Your goal:
The answer must match the listing exactly, with every line written out again.
───── Excerpted records
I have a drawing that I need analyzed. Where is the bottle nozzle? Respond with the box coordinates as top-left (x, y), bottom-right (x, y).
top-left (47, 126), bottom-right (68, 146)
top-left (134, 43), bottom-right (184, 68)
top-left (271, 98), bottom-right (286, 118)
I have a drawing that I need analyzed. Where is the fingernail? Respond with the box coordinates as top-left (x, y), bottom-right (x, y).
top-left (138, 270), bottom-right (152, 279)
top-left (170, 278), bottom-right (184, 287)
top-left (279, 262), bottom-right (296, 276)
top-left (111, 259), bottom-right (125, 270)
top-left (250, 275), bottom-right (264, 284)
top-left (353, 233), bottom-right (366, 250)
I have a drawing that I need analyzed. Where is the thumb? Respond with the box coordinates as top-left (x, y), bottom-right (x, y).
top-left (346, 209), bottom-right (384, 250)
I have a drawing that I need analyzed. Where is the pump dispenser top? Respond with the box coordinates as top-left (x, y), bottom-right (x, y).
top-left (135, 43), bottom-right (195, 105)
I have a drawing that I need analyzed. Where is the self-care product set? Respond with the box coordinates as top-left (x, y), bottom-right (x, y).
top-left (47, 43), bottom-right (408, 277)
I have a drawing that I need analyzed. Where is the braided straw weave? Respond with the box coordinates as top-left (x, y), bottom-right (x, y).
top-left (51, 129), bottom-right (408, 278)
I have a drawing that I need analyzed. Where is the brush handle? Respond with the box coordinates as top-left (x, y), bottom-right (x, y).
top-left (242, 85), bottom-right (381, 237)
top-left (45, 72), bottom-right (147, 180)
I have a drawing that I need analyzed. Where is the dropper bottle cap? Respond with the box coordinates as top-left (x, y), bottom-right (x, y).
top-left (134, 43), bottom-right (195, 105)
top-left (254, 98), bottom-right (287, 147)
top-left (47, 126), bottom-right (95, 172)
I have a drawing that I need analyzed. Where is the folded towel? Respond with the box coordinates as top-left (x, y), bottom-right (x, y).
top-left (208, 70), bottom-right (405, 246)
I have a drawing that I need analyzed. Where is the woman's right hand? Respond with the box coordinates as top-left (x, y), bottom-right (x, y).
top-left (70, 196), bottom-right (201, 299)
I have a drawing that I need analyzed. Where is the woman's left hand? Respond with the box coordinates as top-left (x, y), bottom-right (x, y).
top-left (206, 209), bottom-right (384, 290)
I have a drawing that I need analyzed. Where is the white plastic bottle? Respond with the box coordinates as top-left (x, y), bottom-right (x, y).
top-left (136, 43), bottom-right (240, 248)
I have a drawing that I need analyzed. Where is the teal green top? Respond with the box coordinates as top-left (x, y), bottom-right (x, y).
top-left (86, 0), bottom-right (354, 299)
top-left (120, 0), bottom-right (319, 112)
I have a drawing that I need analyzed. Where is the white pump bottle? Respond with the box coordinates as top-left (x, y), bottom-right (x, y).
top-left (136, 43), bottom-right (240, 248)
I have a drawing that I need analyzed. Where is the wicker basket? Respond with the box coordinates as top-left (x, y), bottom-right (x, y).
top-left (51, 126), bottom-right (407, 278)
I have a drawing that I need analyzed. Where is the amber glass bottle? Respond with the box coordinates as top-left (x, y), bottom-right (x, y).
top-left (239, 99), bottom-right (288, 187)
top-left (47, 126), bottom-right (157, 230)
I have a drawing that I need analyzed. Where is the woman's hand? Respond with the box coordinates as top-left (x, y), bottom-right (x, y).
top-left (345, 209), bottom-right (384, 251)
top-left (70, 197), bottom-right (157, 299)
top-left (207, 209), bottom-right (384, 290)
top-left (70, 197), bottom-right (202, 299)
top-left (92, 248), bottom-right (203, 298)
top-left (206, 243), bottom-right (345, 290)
──────────
Reply:
I have a drawing that I need analyzed. Where is the bottle nozzle? Respond with the box coordinates as top-left (x, y), bottom-right (x, y).
top-left (47, 126), bottom-right (68, 146)
top-left (134, 43), bottom-right (184, 68)
top-left (271, 98), bottom-right (286, 118)
I have a drawing that I need analyzed. Where is the fingernail? Respond with the box coordinates as top-left (x, y), bottom-right (x, y).
top-left (138, 270), bottom-right (152, 279)
top-left (170, 278), bottom-right (184, 287)
top-left (279, 262), bottom-right (296, 276)
top-left (111, 259), bottom-right (125, 270)
top-left (250, 275), bottom-right (264, 284)
top-left (353, 233), bottom-right (366, 250)
I have a drawing that I need analyzed. Where is the thumb? Respond with the box coordinates as top-left (x, y), bottom-right (x, y).
top-left (346, 209), bottom-right (384, 250)
I have a drawing that I need analyzed. Where is the pump dispenser top? Respond with the box coordinates as top-left (x, y), bottom-right (x, y).
top-left (135, 43), bottom-right (195, 105)
I have a drawing that I need analyzed. Where is the self-care product set? Respond with the box coordinates as top-left (x, y), bottom-right (x, y).
top-left (47, 43), bottom-right (408, 277)
I have a drawing that I need analyzed. Where is the braided straw weave? Respond with the box coordinates as top-left (x, y), bottom-right (x, y).
top-left (51, 129), bottom-right (408, 278)
I have a drawing that I need analyzed. Where is the brush handle? Respond with the box coordinates as top-left (x, y), bottom-right (x, y).
top-left (242, 85), bottom-right (381, 237)
top-left (45, 72), bottom-right (147, 180)
I have a drawing that I need analyzed. Where is the dropper bottle cap? Respond with the box coordinates as top-left (x, y), bottom-right (x, y).
top-left (134, 43), bottom-right (195, 105)
top-left (254, 98), bottom-right (287, 147)
top-left (47, 126), bottom-right (95, 172)
I have a drawing that I need analyzed. Where is the folded towel? Respond with the box coordinates as top-left (x, y), bottom-right (x, y).
top-left (208, 70), bottom-right (405, 246)
I have a drawing that I need analyzed. Where is the woman's right hand? Respond with the box coordinates as top-left (x, y), bottom-right (x, y).
top-left (70, 196), bottom-right (201, 299)
I have a drawing that I need analyzed. Where is the woman's left hand? Respond with the box coordinates as top-left (x, y), bottom-right (x, y).
top-left (206, 209), bottom-right (384, 290)
I have a drawing that I need analyzed. Where is the white plastic bottle? Respond with the box coordinates as top-left (x, y), bottom-right (x, y).
top-left (136, 43), bottom-right (240, 248)
I have a drawing that I need analyzed. Where is the teal green top? Respond with the box coordinates as top-left (x, y), bottom-right (x, y).
top-left (86, 0), bottom-right (354, 299)
top-left (120, 0), bottom-right (319, 112)
I have a drawing that I need analyzed. Where is the white pump bottle? Respond with the box coordinates as top-left (x, y), bottom-right (x, y).
top-left (136, 43), bottom-right (240, 248)
I have a drawing that I need analyzed. Where is the wicker basket? Respond with the box coordinates as top-left (x, y), bottom-right (x, y).
top-left (51, 126), bottom-right (407, 278)
I have a drawing that I need analyzed. Where is the amber glass bottle? Respond with the box coordinates as top-left (x, y), bottom-right (x, y).
top-left (239, 99), bottom-right (288, 187)
top-left (47, 126), bottom-right (157, 230)
I have a drawing that I need analyzed. Where is the woman's hand? Respond with the box coordinates as top-left (x, y), bottom-right (x, y).
top-left (345, 209), bottom-right (384, 251)
top-left (70, 197), bottom-right (157, 299)
top-left (207, 209), bottom-right (384, 290)
top-left (70, 197), bottom-right (202, 299)
top-left (92, 248), bottom-right (203, 298)
top-left (206, 243), bottom-right (345, 290)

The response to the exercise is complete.